Text section ▸
— Begin —

The fraudulent founders of the prosperity gospel movement — including Oral Roberts, Kenneth Hagin, Kenneth Copeland and Frederick K.C. Price — helped lay the groundwork for Trump. Poor white suckers made them rich. And perhaps it is no coincidence that Trump and the granddad of the prosperity gospel — Oral Roberts — both founded “universities.”

That old faker Oral Roberts – the television faith-healer (who in 1987 told his flock that God would call him home if he didn’t raise $8 million in a matter of weeks) didn’t even pretend to be honest. When I spoke on his campus in the early 1980s and hung out with his son Richard, (before I quit the evangelical con-game as I describe in Crazy for God: How I Grew Up as One of the Elect, Helped Found the Religious Right, and Lived to Take All (or Almost All) of It Back) it was like tumbling down the proverbial rabbit hole. This was a netherworld of make-believe where the family at the heart of the “ministry” were cynical unbelievers.

Oral may be dead but Trump and Joel Osteen (of Lakewood Church in Houston,) live. So does the bullshit. Trump claims he’s a businessman and Osteen claims he’s a pastor. Osteen takes in $30 million – Reported amount of donations mailed in each year. $55 million – Reported sales of his five best-selling books and other works… Even Trump’s steaks never did this well…

“Your Best Life Now: 7 Steps to Living at Your Full Potential,” (Osteen’s book) has sold millions of copies to the same kind of suckers who enrolled in Trump University. “God wants us to prosper financially, to have plenty of money, to fulfill the destiny He has laid out for us,” Osteen wrote in a 2005 letter to his flock.

— End —

Data excerpts ▸
— Begin —

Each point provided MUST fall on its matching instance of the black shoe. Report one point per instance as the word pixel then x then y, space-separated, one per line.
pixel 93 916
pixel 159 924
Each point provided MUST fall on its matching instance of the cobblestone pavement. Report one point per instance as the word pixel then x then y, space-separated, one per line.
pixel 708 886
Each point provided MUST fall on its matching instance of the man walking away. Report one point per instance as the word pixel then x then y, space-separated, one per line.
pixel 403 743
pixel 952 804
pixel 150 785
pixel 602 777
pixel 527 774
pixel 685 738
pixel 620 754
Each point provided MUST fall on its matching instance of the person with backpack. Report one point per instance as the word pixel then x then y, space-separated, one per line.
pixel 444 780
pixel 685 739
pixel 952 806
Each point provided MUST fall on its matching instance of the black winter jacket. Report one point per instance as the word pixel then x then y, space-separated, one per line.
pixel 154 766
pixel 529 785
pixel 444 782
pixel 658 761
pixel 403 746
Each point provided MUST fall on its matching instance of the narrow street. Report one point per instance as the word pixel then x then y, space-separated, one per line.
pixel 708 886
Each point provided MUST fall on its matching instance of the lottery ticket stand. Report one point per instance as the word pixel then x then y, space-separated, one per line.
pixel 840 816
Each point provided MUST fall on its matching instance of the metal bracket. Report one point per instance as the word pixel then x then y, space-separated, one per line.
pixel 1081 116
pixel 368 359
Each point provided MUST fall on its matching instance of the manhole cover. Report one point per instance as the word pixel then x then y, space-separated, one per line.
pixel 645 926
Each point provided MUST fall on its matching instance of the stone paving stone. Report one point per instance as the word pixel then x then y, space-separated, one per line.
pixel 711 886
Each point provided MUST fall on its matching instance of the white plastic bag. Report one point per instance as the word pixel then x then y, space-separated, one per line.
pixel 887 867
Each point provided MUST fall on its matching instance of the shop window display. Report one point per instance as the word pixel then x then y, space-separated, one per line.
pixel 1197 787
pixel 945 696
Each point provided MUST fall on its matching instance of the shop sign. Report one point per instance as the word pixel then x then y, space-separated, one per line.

— End —

Complete the following ▸
- A) In the passage on the prosperity gospel, what amount did Oral Roberts tell his flock in 1987 he had to raise in a matter of weeks?
- B) Arrange the stretch of the listing from the line containing "of the stone" through the line containing "pixel 945 696" as a JSON list of strings, one string per line, with blank lines left out.

Outputs by task ▸
- A) $8 million.

- B)
[
  "Each point provided MUST fall on its matching instance of the stone paving stone. Report one point per instance as the word pixel then x then y, space-separated, one per line.",
  "pixel 711 886",
  "Each point provided MUST fall on its matching instance of the white plastic bag. Report one point per instance as the word pixel then x then y, space-separated, one per line.",
  "pixel 887 867",
  "Each point provided MUST fall on its matching instance of the shop window display. Report one point per instance as the word pixel then x then y, space-separated, one per line.",
  "pixel 1197 787",
  "pixel 945 696"
]